WHAT YOU WILL DO: Pull out each line in the records below that contains the string "road" and copy those lines in full. Matching is case-sensitive.

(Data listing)
—————
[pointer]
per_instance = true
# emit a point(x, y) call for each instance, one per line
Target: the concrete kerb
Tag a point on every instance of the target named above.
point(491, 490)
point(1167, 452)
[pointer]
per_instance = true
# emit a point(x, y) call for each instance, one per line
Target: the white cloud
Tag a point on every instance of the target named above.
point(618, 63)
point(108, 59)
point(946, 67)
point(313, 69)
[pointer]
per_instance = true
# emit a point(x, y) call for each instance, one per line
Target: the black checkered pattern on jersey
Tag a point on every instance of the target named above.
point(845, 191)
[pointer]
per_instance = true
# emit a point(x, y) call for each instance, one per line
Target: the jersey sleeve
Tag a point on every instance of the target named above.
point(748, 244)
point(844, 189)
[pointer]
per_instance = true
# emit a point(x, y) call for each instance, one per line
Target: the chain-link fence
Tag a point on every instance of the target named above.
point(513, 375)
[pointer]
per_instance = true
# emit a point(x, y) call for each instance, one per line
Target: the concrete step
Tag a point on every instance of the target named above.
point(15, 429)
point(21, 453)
—————
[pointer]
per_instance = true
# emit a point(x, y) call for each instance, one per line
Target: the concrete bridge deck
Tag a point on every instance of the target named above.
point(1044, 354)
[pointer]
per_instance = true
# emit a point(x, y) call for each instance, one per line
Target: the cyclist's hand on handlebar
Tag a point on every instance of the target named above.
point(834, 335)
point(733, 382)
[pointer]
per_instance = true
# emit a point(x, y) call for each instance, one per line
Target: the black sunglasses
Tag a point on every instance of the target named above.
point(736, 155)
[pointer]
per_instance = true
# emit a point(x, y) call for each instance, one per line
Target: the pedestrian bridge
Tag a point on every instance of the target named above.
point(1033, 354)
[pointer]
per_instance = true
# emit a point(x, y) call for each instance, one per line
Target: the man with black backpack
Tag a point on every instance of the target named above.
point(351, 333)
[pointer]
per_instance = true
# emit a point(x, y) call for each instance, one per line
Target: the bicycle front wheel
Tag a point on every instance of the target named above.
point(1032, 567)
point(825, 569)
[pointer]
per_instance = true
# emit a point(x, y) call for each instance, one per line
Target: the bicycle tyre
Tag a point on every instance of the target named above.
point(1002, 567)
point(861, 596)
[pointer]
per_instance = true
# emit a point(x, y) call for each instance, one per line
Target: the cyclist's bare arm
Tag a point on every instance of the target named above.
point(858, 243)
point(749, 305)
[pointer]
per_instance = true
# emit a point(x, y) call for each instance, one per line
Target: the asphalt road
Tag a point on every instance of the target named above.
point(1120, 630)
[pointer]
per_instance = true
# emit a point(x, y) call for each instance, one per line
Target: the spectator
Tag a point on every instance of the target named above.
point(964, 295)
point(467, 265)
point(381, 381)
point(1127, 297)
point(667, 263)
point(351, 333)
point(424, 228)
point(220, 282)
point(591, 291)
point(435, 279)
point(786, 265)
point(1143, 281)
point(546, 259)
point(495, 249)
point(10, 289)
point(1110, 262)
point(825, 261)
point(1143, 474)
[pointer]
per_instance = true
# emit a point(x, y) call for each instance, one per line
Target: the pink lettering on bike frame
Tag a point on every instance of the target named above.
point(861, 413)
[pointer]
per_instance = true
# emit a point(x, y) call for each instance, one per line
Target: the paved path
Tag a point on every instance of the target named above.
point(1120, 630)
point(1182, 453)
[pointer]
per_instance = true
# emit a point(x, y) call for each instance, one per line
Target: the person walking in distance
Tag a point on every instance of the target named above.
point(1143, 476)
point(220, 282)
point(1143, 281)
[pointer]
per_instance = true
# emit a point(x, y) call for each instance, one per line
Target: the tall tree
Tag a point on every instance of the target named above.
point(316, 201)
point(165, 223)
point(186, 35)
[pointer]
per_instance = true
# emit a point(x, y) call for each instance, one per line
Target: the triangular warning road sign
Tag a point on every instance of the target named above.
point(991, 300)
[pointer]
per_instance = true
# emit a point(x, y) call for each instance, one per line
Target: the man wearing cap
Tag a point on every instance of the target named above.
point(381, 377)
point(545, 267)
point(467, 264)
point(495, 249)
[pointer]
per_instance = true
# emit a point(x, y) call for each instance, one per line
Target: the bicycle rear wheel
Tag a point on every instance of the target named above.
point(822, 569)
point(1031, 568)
—————
ANSWER TO THIS EXERCISE:
Target: the asphalt road
Target: the triangular warning road sign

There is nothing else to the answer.